= EXERCISE DESCRIPTION =
Rewrite each line of the data below as an item in a numbered list, leaving out any blank lines.

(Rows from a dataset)
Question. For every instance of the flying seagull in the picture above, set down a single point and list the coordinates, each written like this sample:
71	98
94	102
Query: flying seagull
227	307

= WRITTEN REPLY =
1. Question. For every instance of the flying seagull in the picture above, set down a single point and list the coordinates, each written like this sample:
2. 71	98
3. 94	102
4. Query: flying seagull
5. 227	307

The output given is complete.